=== TASKS ===
[1] Translate this sentence from the overview of AI education in radiology into Spanish: "Two independent reviewers screened titles, abstracts, and full texts, with discrepancies resolved by consensus."
[2] Extend the overview of AI education in radiology past its final sentence.

=== SELECTED TEXT ===
______________________________
Introduction
Artificial intelligence (AI) is rapidly transforming modern medicine by enhancing diagnostic accuracy, optimizing workflows, and supporting clinical decision-making across multiple specialties. As its applications continue to expand, there is a growing need to equip future physicians with the knowledge and skills to effectively and safely use AI technologies. Radiology, as one of the leading fields in AI adoption, has seen increasing efforts to integrate AI into training programs; however, these educational approaches remain heterogeneous, and their overall effectiveness and implementation challenges are not well established.
The purpose of this systematic review study was to characterize the current landscape of various AI education in radiology, summarizing existing curricula, outcomes, challenges, and future directions for effective integration into residency training.
Methods
This study is a systematic review conducted in accordance with PRISMA guidelines. A comprehensive literature search was performed across PubMed/MEDLINE, Web of Science, Embase, and Google Scholar to identify relevant studies on AI education in radiology training published up to June 19, 2025. Eligible studies included those involving radiology trainees exposed to AI-focused educational interventions, such as structured curricula, hands-on simulations, didactic lectures, or integrated training programs. Two independent reviewers screened titles, abstracts, and full texts, with discrepancies resolved by consensus. Data extraction included study design, participant characteristics, type and duration of AI training, and reported outcomes. Outcomes were categorized into objective measures (e.g., diagnostic performance, knowledge scores) and subjective measures (e.g., confidence, perceptions, acceptance of AI). Quality assessment was performed using the Cochrane Risk of Bias tool for randomized controlled trials and the NIH Quality Assessment Tool for observational studies.
______________________________
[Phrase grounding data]
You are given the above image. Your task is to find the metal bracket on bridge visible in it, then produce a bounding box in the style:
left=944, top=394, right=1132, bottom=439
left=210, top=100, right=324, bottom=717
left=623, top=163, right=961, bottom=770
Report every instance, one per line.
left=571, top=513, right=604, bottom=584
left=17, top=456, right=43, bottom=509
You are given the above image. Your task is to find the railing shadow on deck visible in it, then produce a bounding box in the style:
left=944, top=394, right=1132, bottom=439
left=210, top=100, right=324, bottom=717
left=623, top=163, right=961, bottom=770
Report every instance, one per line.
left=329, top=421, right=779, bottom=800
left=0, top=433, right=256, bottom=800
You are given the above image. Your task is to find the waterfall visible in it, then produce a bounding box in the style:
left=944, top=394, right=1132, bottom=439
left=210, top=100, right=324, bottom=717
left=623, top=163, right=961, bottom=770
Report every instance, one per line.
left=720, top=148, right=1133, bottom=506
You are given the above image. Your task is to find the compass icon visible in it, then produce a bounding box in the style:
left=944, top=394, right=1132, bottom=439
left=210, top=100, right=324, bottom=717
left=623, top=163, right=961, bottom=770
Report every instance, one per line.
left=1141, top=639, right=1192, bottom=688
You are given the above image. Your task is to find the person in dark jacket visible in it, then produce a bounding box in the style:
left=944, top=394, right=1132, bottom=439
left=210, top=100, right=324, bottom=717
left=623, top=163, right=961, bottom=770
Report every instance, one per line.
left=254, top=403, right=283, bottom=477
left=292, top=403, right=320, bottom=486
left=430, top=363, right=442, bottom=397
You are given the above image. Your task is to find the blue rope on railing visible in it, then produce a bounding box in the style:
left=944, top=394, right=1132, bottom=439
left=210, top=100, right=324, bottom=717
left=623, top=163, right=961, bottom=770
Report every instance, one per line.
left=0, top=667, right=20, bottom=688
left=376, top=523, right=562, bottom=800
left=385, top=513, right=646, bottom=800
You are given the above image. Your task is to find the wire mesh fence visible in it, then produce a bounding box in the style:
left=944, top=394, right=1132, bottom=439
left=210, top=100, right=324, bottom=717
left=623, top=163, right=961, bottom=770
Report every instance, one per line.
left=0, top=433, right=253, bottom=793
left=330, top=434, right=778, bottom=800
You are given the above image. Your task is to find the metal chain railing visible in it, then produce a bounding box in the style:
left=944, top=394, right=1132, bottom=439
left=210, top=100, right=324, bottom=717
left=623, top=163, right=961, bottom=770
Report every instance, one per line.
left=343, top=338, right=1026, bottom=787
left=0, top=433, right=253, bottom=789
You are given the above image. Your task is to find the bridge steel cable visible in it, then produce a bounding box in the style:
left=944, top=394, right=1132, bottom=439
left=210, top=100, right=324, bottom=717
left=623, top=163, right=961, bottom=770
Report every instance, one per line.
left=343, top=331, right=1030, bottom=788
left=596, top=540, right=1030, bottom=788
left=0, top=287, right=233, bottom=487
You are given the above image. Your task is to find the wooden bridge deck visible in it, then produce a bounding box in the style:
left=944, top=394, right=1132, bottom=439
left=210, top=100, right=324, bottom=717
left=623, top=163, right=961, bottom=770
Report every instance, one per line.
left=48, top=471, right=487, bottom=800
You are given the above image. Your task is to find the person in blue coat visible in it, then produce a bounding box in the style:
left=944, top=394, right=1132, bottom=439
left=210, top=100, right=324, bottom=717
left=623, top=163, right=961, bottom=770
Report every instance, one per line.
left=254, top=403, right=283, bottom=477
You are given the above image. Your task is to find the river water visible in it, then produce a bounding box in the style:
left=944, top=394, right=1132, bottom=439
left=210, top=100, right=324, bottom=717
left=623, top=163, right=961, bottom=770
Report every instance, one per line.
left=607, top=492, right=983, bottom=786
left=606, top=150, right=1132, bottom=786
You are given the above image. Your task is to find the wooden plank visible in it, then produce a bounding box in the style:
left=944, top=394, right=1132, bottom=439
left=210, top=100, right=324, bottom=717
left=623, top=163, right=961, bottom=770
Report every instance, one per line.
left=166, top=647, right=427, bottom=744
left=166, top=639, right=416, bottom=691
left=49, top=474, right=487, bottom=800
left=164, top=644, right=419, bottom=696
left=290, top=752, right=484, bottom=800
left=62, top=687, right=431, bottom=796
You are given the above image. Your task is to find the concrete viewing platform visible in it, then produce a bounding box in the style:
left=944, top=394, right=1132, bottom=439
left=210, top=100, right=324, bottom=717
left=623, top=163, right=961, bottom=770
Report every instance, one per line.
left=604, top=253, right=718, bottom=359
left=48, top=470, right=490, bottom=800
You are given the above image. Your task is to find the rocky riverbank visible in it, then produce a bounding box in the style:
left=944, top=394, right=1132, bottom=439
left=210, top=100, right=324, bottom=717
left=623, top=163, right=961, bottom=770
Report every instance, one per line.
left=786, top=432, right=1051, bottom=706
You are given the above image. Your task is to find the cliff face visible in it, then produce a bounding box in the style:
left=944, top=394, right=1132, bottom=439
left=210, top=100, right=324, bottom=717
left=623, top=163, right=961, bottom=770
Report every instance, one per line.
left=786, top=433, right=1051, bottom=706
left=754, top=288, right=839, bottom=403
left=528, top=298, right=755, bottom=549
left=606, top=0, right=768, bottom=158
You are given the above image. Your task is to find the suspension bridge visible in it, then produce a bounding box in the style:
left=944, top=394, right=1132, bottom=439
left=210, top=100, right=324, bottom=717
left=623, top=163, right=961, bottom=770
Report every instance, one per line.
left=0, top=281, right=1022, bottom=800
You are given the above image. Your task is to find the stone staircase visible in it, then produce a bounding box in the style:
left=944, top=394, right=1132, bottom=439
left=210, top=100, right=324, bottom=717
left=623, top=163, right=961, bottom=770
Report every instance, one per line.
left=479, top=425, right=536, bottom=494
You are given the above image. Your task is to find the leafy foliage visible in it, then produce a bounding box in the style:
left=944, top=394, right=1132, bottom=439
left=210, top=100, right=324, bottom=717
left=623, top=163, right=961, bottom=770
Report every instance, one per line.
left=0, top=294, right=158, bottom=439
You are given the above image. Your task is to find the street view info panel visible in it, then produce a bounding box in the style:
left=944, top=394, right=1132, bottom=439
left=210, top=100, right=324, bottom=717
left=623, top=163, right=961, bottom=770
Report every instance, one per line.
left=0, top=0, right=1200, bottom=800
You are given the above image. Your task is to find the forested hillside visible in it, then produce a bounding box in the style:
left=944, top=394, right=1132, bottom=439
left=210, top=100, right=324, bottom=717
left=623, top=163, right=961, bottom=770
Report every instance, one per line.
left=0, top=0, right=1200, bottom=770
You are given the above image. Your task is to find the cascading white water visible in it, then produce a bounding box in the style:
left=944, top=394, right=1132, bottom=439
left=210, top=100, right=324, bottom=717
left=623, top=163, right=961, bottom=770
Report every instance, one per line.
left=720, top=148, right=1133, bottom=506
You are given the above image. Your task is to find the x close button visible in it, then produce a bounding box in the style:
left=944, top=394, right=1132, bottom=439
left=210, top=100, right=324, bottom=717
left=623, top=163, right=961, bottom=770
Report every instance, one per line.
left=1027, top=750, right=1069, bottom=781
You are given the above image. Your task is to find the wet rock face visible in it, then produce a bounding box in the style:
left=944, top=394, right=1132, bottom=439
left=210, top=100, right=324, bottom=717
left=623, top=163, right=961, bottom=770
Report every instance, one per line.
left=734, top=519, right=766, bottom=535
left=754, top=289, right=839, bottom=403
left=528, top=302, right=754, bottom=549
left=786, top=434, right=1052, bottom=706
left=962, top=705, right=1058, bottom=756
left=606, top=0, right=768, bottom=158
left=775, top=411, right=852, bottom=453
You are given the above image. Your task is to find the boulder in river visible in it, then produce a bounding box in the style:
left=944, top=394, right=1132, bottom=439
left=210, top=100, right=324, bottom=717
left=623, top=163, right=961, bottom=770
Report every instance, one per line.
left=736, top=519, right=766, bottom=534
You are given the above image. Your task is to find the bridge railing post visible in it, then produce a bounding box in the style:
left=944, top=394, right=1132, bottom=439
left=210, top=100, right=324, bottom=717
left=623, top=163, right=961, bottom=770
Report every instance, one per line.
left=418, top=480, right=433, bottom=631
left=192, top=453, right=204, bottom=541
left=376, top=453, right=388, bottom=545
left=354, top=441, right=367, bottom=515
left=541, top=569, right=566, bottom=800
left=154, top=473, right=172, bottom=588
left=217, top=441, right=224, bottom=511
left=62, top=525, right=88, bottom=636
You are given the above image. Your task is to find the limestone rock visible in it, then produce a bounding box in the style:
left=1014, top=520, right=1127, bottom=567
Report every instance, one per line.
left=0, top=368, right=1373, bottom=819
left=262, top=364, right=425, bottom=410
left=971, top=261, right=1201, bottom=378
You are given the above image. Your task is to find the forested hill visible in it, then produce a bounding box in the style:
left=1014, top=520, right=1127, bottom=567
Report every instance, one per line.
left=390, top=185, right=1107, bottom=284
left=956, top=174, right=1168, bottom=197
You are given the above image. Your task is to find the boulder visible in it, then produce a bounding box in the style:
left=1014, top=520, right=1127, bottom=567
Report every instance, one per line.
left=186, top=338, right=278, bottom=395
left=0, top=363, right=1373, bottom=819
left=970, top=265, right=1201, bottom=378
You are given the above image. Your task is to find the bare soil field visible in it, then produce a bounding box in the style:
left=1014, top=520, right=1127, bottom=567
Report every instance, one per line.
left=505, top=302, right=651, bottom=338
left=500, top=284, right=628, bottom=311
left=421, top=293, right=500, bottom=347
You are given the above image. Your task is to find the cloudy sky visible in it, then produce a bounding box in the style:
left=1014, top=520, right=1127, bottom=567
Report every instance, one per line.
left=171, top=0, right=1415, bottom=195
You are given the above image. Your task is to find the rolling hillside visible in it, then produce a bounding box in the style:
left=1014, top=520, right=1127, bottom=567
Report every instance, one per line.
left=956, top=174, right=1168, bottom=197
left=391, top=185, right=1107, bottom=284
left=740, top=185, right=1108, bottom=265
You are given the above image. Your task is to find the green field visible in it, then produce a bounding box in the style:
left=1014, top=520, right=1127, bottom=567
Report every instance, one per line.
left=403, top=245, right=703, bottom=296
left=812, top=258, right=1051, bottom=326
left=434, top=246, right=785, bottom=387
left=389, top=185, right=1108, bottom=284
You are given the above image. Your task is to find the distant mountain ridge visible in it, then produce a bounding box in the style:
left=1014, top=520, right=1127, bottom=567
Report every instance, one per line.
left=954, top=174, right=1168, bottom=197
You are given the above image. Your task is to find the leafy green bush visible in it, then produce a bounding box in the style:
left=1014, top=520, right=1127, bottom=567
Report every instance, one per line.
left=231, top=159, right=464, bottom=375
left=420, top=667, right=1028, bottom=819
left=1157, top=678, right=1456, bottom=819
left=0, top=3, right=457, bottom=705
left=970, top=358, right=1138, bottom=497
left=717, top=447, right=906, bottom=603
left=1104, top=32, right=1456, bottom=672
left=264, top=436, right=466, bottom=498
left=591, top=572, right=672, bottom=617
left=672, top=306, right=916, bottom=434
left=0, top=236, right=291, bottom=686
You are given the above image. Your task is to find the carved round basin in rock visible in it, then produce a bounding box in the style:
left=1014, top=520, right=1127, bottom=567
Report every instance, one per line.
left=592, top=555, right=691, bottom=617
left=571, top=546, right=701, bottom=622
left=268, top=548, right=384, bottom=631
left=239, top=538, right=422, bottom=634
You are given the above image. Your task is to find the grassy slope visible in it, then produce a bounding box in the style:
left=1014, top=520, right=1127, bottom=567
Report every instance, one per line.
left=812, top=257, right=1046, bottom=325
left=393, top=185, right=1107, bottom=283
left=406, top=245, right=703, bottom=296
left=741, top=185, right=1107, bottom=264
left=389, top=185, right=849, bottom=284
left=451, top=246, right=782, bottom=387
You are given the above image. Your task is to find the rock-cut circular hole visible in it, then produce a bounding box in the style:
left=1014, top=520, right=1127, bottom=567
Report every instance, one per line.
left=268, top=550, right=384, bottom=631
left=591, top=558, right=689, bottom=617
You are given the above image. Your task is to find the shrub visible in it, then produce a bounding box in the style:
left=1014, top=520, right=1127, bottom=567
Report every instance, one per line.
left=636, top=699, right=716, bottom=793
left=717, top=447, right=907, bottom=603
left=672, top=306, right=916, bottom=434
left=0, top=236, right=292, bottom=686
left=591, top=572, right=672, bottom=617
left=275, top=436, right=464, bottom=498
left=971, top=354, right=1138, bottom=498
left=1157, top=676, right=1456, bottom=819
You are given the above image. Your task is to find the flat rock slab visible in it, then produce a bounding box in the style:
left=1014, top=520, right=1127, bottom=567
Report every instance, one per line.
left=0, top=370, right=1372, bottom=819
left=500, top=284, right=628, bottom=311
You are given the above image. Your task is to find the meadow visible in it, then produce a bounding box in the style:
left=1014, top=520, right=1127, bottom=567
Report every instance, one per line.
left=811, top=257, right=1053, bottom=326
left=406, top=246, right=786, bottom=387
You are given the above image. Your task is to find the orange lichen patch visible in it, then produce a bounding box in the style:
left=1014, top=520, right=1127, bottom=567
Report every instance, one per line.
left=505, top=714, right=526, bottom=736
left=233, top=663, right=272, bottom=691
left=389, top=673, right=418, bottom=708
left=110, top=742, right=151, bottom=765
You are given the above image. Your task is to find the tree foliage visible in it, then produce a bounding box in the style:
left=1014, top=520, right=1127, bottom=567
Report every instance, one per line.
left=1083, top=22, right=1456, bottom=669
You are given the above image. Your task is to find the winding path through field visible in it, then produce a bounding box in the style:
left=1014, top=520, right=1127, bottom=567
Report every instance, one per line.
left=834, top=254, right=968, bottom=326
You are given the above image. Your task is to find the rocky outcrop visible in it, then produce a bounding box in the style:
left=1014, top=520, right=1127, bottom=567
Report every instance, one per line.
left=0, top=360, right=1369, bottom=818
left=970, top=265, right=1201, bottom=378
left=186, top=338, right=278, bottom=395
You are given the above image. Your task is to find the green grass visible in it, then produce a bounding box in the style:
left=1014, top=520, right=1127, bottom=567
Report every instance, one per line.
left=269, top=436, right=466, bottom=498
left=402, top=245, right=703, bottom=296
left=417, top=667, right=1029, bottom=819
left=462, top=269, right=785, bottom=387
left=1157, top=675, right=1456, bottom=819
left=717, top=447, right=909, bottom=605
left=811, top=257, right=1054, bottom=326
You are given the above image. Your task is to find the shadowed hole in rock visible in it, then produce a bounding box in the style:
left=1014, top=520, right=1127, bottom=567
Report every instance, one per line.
______________________________
=== RESULTS BY TASK ===
[1] Dos revisores independientes examinaron los títulos, los resúmenes y los textos completos, y las discrepancias se resolvieron por consenso.

[2]
Results
Of the 2,646 studies screened, 14 studies evaluated the performance of AI-based training programs for radiology trainees; among these, 92.9% (13/14) reported improvements in trainees’ performance, including better diagnostic precision and interpretation (57.2%, 8/14), greater trainee confidence (57.2%, 8/14), hands-on experience with AI platforms (85.7%, 12/14), increased AI knowledge (85.7%, 12/14), engagement with AI-based case learning (35.7%, 5/14), understanding of AI ethics and bias (7.1%, 1/14), and acceptance of AI-assisted learning (78.6%, 11/14), whereas one study (7.1%, 1/14) found no significant benefit. Performance evaluation metrics varied across studies, with 35.7% (5/14) reporting a higher median of sensitivity, specificity, and accuracy (72%, 80%, and 81.3%) after AI training compared with before AI training (62.2%, 78.9%, and 76.5%, respectively), and 28.6% (4/14) showing improved AI knowledge scores. Hands-on simulations and didactic lectures were the most common AI training formats (78.6% and 71.4%). Risks and concerns included over-reliance on AI, limited exposure to complex or rare cases, and a lack of feedback. Recommendations highlighted the need for AI-faculty teaching, broader content coverage, and standardized multi-center AI-training programs to facilitate wider adoption.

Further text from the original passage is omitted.